(ICCV 2017) Inferring and executing programs for visual reasoning

Keyword [Nerual Module Networks] [IEP]

Johnson J, Hariharan B, van der Maaten L, et al. Inferring and executing programs for visual reasoning[C]//Proceedings of the IEEE International Conference on Computer Vision. 2017: 2989-2998.

1. Overview

1.1. Motivation

1) Existing methods use black-box architecture without explicitly modeling the underlying reasoning process
2) Black-box models often learn to exploit biases in the data rather than reasoning

In this paper, it proposes a model for visual reasoning

  • Program generator
    read questions and produces a plan or program for answering the question by composing functions from a function dictionary
  • Execution engine
    implements each function using a small neural module, and executes the resulting module network to produce answers.
  • Trained using a combination of BP and REINFORCE
  • With only small amount of supervision GT programs (semi-supervision), outperform SOTA.

1) NMN: hand-tuned program generator based on syntactic parsing.
2) This paper: only define the function vocabulary and the universal module architecture by hand.

1.2. Dataset

1) CLEVR. all questions are quipped with GT programs.
2) New dataset of human-posed free-form natural languge questions about CLEVR images

  • finetuned on this dataset without additional program supervision

2. Method

Training sample (x, q, a, z)

  • x. img
  • q. question
  • a. answer
  • z. program(with or without)

▶ [DIRECTIVES]:
[a] Copy the part of the visual reasoning text starting with "1. Overview" and going on through "to produce answers.", renaming "function dictionary" to "function library".
[b] According to the visual reasoning text, what combination of methods is used to train the model?
The lines after this point come from a separate source.

▶ [MATERIAL PROVIDED]:
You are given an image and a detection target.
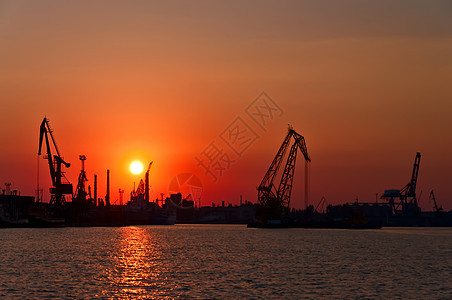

▶ [SOLUTIONS BELOW]:
[a]
1. Overview

1.1. Motivation

1) Existing methods use black-box architecture without explicitly modeling the underlying reasoning process
2) Black-box models often learn to exploit biases in the data rather than reasoning

In this paper, it proposes a model for visual reasoning

  • Program generator
    read questions and produces a plan or program for answering the question by composing functions from a function library
  • Execution engine
    implements each function using a small neural module, and executes the resulting module network to produce answers.

[b] A combination of BP and REINFORCE.